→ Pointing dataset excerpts
******************************
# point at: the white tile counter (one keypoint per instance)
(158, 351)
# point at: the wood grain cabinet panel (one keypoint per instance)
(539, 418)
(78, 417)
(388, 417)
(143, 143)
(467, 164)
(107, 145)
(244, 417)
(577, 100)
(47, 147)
******************************
→ GIVEN REQUEST
Each entry above is to be set down again in exactly the same words.

→ RESPONSE TO THE TASK
# point at: the white tile counter (one keypoint per instance)
(158, 351)
# point at: the wood grain cabinet panel (one keypoint per instance)
(539, 418)
(78, 417)
(388, 417)
(143, 143)
(467, 164)
(107, 145)
(244, 417)
(577, 100)
(47, 147)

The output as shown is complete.